### Listing
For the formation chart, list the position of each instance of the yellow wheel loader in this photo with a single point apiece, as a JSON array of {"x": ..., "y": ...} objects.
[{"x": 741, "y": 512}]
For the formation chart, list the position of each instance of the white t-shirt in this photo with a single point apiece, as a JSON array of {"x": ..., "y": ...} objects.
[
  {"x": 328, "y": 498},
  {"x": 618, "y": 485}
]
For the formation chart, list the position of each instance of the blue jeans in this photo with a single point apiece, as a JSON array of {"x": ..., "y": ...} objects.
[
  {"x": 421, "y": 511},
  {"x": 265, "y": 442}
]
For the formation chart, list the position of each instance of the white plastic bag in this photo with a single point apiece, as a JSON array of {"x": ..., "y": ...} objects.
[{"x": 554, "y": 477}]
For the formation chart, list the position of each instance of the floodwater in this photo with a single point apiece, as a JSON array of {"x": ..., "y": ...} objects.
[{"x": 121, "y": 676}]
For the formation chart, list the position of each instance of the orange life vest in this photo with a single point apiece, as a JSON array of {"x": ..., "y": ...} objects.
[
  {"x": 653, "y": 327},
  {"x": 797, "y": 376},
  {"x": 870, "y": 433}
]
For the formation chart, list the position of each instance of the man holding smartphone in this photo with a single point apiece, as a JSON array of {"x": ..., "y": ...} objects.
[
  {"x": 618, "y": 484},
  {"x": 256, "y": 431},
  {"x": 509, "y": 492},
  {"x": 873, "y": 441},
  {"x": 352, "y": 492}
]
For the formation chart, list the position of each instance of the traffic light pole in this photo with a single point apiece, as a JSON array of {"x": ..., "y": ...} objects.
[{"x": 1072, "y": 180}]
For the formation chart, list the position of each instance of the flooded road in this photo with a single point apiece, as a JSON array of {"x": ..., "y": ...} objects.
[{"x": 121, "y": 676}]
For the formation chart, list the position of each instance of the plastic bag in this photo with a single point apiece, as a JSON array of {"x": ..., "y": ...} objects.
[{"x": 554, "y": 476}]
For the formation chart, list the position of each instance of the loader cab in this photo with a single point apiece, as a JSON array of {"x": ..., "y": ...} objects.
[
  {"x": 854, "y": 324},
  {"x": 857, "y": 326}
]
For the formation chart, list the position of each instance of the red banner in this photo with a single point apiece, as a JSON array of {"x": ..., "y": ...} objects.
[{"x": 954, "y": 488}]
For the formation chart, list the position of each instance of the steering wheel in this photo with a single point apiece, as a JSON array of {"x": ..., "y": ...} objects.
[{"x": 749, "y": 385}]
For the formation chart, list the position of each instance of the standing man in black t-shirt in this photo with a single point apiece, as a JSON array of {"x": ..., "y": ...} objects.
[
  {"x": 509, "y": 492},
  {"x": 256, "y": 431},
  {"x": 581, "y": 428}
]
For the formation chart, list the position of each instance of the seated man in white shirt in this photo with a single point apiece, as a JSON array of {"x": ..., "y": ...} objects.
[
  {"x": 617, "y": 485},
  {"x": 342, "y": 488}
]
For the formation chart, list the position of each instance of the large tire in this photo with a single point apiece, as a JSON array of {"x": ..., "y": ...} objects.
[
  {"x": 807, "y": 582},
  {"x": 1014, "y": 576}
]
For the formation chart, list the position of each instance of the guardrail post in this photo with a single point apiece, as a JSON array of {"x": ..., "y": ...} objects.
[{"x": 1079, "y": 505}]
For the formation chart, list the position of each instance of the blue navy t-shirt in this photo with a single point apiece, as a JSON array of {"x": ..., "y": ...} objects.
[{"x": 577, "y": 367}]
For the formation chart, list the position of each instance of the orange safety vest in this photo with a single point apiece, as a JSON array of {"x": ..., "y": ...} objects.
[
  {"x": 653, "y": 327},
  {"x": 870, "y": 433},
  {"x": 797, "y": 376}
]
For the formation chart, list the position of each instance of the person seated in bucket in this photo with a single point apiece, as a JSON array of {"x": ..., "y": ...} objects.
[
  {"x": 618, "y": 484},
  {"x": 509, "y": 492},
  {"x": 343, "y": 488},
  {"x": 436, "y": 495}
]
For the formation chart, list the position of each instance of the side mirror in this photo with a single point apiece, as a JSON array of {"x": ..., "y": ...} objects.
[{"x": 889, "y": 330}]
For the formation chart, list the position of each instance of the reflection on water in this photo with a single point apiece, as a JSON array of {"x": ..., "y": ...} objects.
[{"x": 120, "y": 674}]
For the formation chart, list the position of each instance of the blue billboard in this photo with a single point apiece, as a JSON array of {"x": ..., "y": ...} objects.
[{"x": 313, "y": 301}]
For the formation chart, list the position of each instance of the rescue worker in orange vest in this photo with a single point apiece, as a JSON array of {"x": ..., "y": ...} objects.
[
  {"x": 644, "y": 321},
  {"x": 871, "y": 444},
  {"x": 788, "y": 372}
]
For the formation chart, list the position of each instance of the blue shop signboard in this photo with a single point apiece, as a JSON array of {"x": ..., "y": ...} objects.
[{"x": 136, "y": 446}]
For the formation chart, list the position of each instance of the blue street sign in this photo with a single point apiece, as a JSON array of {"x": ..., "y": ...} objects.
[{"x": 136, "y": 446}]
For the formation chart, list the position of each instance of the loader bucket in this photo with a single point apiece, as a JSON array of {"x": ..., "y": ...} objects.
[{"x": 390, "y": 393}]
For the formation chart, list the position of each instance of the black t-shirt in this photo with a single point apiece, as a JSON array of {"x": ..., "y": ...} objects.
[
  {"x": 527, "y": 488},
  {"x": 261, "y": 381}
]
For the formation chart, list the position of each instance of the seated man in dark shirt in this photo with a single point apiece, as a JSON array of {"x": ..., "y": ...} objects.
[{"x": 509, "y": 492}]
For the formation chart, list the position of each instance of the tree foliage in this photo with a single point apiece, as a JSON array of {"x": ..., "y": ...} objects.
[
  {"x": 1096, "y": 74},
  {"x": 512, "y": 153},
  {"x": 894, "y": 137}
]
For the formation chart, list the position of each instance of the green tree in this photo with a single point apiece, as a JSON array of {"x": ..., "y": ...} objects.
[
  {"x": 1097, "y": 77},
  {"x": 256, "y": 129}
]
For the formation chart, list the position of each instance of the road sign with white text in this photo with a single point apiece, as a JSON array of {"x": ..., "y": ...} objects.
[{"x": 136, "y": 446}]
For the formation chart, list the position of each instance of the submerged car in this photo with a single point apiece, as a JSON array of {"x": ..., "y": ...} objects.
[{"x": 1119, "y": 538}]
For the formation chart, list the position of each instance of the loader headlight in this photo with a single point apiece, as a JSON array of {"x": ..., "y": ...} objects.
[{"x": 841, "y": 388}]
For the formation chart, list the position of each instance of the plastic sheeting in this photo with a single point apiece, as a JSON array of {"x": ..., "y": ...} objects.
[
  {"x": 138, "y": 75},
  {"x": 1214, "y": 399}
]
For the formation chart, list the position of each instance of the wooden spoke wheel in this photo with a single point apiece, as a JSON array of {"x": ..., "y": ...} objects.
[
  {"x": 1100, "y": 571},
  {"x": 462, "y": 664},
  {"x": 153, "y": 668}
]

### Written task
Return every line from the one holding "of the submerged" through the end of the data, exactly as it appears, with both ends kept and nothing else.

### Result for this task
For the formation chart, list the position of each instance of the submerged car in this photo with a single point apiece, as a JSON array of {"x": ..., "y": ...} objects.
[{"x": 1119, "y": 538}]
For the formation chart, list the position of each instance of the loader headlight in this photo with a single point apiece, as a JSON array of {"x": ..., "y": ...} objects.
[{"x": 841, "y": 388}]
For the formation chart, list the position of each instance of the plastic sheeting in this photo with a single point apiece, as a JSON array of {"x": ..., "y": ...} objects.
[
  {"x": 138, "y": 75},
  {"x": 1214, "y": 399}
]
For the formation chart, list the position of each instance of the wooden spoke wheel in this photo with a single point apiece, as a JSON array of {"x": ..., "y": ...} objects.
[
  {"x": 1100, "y": 571},
  {"x": 462, "y": 664},
  {"x": 153, "y": 668}
]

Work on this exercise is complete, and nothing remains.